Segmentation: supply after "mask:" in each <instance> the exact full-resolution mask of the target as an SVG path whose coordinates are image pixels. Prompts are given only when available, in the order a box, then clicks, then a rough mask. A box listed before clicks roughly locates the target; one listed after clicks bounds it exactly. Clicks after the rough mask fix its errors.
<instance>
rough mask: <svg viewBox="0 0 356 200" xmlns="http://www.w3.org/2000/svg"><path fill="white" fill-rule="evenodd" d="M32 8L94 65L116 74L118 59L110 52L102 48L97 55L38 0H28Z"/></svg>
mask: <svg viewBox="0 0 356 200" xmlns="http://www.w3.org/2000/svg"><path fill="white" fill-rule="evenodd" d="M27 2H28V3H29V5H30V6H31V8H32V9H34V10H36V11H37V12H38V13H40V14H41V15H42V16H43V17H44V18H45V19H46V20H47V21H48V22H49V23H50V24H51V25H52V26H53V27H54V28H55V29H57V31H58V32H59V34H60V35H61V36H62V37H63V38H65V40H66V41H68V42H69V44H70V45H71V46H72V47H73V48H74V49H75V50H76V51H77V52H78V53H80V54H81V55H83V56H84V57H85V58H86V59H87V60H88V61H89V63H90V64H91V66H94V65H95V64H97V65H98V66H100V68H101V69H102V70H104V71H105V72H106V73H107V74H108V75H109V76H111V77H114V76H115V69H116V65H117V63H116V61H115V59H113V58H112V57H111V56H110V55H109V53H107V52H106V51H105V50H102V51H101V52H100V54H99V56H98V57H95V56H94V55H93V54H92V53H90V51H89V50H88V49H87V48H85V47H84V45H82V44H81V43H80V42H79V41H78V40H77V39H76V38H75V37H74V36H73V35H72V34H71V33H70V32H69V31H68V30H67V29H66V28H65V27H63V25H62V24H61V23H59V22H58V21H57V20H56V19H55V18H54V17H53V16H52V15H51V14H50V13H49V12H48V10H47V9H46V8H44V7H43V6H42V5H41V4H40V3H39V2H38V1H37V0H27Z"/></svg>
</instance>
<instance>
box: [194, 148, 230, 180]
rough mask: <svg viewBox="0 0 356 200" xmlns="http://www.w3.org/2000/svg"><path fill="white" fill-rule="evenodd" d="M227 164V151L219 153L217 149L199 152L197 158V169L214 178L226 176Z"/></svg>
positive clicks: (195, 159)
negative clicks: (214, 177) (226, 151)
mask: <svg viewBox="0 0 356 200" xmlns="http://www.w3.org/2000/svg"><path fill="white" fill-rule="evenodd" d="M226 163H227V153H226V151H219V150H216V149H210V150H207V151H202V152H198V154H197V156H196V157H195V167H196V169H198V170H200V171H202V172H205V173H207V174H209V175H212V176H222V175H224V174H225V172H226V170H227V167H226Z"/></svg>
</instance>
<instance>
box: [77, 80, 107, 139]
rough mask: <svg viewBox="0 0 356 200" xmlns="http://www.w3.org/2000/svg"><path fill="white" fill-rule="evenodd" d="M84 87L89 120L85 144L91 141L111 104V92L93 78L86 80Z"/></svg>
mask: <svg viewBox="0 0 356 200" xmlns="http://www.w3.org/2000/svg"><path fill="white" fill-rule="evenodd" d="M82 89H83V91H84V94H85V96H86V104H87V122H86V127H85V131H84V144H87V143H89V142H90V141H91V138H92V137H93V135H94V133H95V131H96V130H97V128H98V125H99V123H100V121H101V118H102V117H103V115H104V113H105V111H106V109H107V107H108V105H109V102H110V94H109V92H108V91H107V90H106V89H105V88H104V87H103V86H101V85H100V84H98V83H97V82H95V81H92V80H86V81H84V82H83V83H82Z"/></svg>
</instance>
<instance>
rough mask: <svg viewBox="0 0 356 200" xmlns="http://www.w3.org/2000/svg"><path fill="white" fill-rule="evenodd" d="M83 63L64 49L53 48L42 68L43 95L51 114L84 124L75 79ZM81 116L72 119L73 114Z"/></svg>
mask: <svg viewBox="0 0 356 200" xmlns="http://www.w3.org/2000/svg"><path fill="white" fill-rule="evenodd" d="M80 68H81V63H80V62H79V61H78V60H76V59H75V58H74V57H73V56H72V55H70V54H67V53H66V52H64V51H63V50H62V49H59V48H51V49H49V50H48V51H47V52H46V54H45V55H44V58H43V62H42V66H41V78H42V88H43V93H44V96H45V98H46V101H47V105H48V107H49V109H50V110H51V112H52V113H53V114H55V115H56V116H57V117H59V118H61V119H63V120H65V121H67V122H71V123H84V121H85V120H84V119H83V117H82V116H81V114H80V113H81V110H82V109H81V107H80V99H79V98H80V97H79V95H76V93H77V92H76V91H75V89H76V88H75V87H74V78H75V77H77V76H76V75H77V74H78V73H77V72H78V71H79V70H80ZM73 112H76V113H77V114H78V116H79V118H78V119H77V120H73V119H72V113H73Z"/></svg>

----

### Work to complete
Recast the material above as a Markdown table with the columns "No." and "Text", one row per line, numbered in order and skipping blank lines.

### Problem solution
| No. | Text |
|---|---|
| 1 | Segmentation: supply after "mask:" in each <instance> the exact full-resolution mask of the target as an SVG path whose coordinates are image pixels. Prompts are given only when available, in the order a box, then clicks, then a rough mask. A box listed before clicks roughly locates the target; one listed after clicks bounds it exactly. Clicks after the rough mask fix its errors. |
| 2 | <instance> |
| 3 | rough mask: <svg viewBox="0 0 356 200" xmlns="http://www.w3.org/2000/svg"><path fill="white" fill-rule="evenodd" d="M32 8L94 65L116 74L118 59L110 52L102 48L97 55L38 0H28Z"/></svg> |
| 4 | mask: <svg viewBox="0 0 356 200" xmlns="http://www.w3.org/2000/svg"><path fill="white" fill-rule="evenodd" d="M27 2H28V3H29V5H30V6H31V8H32V9H34V10H36V11H37V12H38V13H40V14H41V15H42V16H43V17H44V18H45V19H46V20H47V21H48V22H49V23H50V24H51V25H52V26H53V27H54V28H55V29H57V31H58V32H59V34H60V35H61V36H62V37H63V38H65V40H66V41H68V42H69V44H70V45H71V46H72V47H73V48H74V49H75V50H76V51H77V52H78V53H80V54H81V55H83V56H84V57H85V58H86V59H87V60H88V61H89V63H90V64H91V66H94V65H95V64H97V65H98V66H100V68H101V69H102V70H104V71H105V72H106V73H107V74H108V75H109V76H111V77H114V76H115V69H116V65H117V63H116V61H115V59H113V58H112V57H111V56H110V55H109V53H107V52H106V51H105V50H102V51H101V52H100V54H99V56H98V57H95V56H94V55H93V54H92V53H90V51H89V50H88V49H87V48H85V47H84V45H82V44H81V43H80V42H79V41H78V40H77V39H76V38H75V37H74V36H73V35H72V34H71V33H70V32H69V31H68V30H67V29H66V28H65V27H63V25H62V24H61V23H59V22H58V21H57V20H56V19H55V18H54V17H53V16H52V15H51V14H50V13H49V12H48V10H47V9H46V8H44V7H43V6H42V5H41V4H40V3H39V2H38V1H37V0H27Z"/></svg> |
| 5 | </instance> |
| 6 | <instance> |
| 7 | box: [194, 148, 230, 180] |
| 8 | rough mask: <svg viewBox="0 0 356 200" xmlns="http://www.w3.org/2000/svg"><path fill="white" fill-rule="evenodd" d="M227 164V151L219 153L217 149L199 152L197 158V169L214 178L226 176Z"/></svg> |
| 9 | positive clicks: (195, 159) |
| 10 | negative clicks: (214, 177) (226, 151) |
| 11 | mask: <svg viewBox="0 0 356 200" xmlns="http://www.w3.org/2000/svg"><path fill="white" fill-rule="evenodd" d="M226 163H227V153H226V151H219V150H216V149H210V150H207V151H202V152H198V154H197V156H196V157H195V167H196V169H198V170H200V171H202V172H205V173H207V174H209V175H212V176H222V175H224V174H225V172H226V170H227V167H226Z"/></svg> |
| 12 | </instance> |
| 13 | <instance> |
| 14 | box: [77, 80, 107, 139] |
| 15 | rough mask: <svg viewBox="0 0 356 200" xmlns="http://www.w3.org/2000/svg"><path fill="white" fill-rule="evenodd" d="M84 87L89 120L85 144L91 141L111 104V92L93 78L86 80Z"/></svg> |
| 16 | mask: <svg viewBox="0 0 356 200" xmlns="http://www.w3.org/2000/svg"><path fill="white" fill-rule="evenodd" d="M82 89H83V91H84V94H85V96H86V104H87V122H86V127H85V131H84V144H87V143H89V142H90V141H91V138H92V137H93V135H94V133H95V131H96V130H97V128H98V125H99V123H100V121H101V118H102V117H103V115H104V113H105V111H106V109H107V107H108V105H109V102H110V94H109V92H108V91H107V90H106V89H105V88H104V87H103V86H101V85H100V84H98V83H97V82H95V81H92V80H86V81H84V82H83V83H82Z"/></svg> |
| 17 | </instance> |
| 18 | <instance> |
| 19 | rough mask: <svg viewBox="0 0 356 200" xmlns="http://www.w3.org/2000/svg"><path fill="white" fill-rule="evenodd" d="M83 63L64 49L53 48L42 68L43 95L51 114L84 124L75 79ZM81 116L72 119L73 114Z"/></svg> |
| 20 | mask: <svg viewBox="0 0 356 200" xmlns="http://www.w3.org/2000/svg"><path fill="white" fill-rule="evenodd" d="M80 68H81V63H80V62H79V61H78V60H76V59H75V58H74V57H73V56H72V55H70V54H67V53H66V52H64V51H63V50H62V49H59V48H51V49H49V50H48V51H47V52H46V54H45V55H44V58H43V62H42V66H41V78H42V88H43V93H44V96H45V98H46V101H47V105H48V107H49V109H50V110H51V112H52V113H53V114H55V115H56V116H57V117H59V118H61V119H63V120H65V121H67V122H71V123H84V121H85V120H84V119H83V117H82V116H81V114H80V113H81V110H82V109H81V107H80V99H79V98H80V97H79V95H76V93H77V92H76V91H75V89H76V88H75V87H74V78H75V77H77V76H76V75H77V74H78V73H77V72H78V71H79V70H80ZM73 112H76V113H77V114H78V116H79V118H78V119H77V120H73V119H72V113H73Z"/></svg> |